(Dataset rows on where objects appear)
—————

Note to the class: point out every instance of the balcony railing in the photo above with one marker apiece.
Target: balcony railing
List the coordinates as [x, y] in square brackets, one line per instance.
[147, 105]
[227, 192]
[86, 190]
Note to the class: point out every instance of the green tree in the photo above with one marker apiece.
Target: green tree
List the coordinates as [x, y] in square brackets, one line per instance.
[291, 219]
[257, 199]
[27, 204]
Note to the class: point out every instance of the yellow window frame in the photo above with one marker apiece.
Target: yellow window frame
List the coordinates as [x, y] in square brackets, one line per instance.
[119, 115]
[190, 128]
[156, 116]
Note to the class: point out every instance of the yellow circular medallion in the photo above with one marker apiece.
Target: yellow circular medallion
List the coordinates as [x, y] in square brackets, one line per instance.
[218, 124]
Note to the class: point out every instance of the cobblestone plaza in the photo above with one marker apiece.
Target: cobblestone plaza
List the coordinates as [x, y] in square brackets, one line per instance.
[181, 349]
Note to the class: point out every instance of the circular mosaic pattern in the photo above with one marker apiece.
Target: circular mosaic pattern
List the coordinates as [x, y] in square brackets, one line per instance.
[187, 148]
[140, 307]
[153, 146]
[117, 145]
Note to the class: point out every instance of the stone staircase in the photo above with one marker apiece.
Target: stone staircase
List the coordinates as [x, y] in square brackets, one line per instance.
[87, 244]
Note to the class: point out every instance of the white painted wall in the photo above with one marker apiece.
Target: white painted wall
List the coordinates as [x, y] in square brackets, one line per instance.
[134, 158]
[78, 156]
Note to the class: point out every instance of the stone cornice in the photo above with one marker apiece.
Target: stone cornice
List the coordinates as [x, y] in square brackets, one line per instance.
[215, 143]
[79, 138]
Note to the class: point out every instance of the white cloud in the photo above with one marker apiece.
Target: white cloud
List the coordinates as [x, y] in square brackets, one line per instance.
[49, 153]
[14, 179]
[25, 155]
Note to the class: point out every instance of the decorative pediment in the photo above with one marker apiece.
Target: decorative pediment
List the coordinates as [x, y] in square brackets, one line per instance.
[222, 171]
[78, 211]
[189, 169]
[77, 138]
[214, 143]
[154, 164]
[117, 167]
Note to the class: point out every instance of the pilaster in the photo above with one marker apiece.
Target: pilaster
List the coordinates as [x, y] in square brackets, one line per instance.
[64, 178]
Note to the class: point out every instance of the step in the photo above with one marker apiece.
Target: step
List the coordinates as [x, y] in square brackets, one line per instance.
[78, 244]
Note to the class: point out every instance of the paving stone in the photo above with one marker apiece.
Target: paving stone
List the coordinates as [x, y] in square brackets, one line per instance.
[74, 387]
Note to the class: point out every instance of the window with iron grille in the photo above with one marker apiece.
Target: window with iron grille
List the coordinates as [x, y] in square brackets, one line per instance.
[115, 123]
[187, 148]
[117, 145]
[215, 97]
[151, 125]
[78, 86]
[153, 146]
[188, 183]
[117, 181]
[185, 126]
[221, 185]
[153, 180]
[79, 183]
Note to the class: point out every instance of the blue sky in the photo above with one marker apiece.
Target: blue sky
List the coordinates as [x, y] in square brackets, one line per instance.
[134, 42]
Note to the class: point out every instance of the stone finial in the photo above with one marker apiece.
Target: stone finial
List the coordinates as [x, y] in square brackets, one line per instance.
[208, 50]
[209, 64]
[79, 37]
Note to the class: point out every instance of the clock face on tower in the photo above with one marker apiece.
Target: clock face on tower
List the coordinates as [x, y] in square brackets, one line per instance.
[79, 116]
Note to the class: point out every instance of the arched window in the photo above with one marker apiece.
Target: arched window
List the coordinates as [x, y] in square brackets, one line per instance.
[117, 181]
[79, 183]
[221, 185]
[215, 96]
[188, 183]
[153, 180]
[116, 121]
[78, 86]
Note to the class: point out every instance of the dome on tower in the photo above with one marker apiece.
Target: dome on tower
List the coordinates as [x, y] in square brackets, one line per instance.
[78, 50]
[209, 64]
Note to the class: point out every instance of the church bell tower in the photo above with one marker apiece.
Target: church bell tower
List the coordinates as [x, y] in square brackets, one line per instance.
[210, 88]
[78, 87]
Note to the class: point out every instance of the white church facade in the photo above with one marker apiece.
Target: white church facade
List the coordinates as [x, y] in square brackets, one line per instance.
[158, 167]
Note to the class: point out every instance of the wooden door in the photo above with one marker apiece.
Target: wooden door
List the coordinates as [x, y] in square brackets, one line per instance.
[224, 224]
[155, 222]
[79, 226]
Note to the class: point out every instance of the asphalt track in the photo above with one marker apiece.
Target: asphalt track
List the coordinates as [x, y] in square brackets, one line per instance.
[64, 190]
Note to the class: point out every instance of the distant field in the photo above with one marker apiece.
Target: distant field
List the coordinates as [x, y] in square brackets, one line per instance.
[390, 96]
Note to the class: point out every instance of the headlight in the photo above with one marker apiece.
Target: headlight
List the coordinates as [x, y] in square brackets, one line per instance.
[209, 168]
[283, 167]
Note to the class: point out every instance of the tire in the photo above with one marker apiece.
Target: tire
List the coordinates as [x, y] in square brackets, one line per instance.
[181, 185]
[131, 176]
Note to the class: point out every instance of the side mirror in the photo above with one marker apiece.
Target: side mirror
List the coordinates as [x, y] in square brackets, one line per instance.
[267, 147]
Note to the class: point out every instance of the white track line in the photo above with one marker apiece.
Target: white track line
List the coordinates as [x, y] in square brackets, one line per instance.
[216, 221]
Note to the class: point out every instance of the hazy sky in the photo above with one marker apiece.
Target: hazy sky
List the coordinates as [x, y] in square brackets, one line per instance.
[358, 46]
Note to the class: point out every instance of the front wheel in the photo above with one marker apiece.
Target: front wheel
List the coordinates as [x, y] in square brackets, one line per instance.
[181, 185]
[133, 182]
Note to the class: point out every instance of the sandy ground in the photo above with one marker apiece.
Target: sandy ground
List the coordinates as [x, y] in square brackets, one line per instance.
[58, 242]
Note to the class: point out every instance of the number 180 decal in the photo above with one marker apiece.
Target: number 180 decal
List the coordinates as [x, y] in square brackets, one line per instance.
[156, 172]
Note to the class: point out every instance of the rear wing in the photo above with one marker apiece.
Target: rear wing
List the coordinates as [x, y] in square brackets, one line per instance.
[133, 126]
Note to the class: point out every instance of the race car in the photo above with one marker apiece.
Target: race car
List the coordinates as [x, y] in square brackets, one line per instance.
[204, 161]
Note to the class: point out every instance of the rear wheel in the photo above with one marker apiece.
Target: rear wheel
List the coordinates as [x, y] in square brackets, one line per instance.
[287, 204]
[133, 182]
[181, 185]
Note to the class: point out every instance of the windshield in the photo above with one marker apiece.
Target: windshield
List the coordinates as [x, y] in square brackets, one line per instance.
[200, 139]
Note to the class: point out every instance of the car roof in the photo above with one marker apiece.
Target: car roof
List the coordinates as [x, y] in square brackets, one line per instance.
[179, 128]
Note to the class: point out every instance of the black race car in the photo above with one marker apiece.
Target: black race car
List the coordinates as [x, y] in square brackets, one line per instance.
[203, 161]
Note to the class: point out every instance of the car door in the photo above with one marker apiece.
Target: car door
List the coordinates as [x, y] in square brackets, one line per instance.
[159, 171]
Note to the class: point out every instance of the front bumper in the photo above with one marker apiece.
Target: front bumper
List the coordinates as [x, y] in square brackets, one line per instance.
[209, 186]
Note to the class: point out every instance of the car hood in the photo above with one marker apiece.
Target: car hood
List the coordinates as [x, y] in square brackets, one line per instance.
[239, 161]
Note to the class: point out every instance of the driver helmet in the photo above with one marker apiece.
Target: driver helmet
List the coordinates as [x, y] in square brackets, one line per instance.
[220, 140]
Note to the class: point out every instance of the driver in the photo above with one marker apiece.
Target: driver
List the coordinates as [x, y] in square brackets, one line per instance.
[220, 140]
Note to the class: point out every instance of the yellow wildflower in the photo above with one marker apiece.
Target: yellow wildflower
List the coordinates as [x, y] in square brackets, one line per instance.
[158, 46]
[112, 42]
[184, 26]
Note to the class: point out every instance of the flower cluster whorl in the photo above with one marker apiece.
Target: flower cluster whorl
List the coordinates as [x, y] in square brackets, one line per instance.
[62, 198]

—————

DO THIS —
In the listing above, find the line with "the car roof" and set down that line and all after it exactly, through the final line.

RESULT OF THIS EXERCISE —
Note to the class: point out every instance of the car roof in the photo above with one marker apiece.
Target: car roof
List the coordinates as [x, y] in square brackets, one line per instance.
[179, 128]
Note to the class: point out every instance of the black race car in the photo above with one marker apiece.
Target: black race car
List the coordinates as [x, y] in square brackets, one line per instance.
[203, 161]
Note to the class: point out every instance of the car door in the photo above with one marker apiece.
Target: car door
List the coordinates as [x, y] in square brackets, one line per instance.
[159, 171]
Note to the class: point out every instance of the front bumper in the photo above with one marker apiece.
Target: front bumper
List the coordinates as [x, y] in square brackets, one line per instance.
[209, 186]
Note to the class: point out every instance of the car hood in the photo above with one marker apiece.
Target: car hood
List the coordinates as [x, y] in square brackets, one line per instance.
[239, 161]
Note to the class: point out every instance of the driver helmet in the photo above with one marker apiece.
Target: driver helmet
List the coordinates as [x, y] in square brackets, one line per instance.
[220, 140]
Note to the class: point out every instance of the driver in the photo above with one marker apiece.
Target: driver
List the coordinates as [x, y] in square brackets, one line per instance.
[220, 140]
Note to the class: point out every instance of the yellow wildflower in the photo above with one marker apiece.
Target: yellow wildflower
List the coordinates as [x, y] in square brackets, one line per instance.
[158, 46]
[112, 42]
[184, 26]
Note to the class: point out every instance of the flower cluster whorl in the photo above with one marker apiece.
Target: flower cluster whorl
List the coordinates as [x, y] in square brackets, one line per instance.
[62, 198]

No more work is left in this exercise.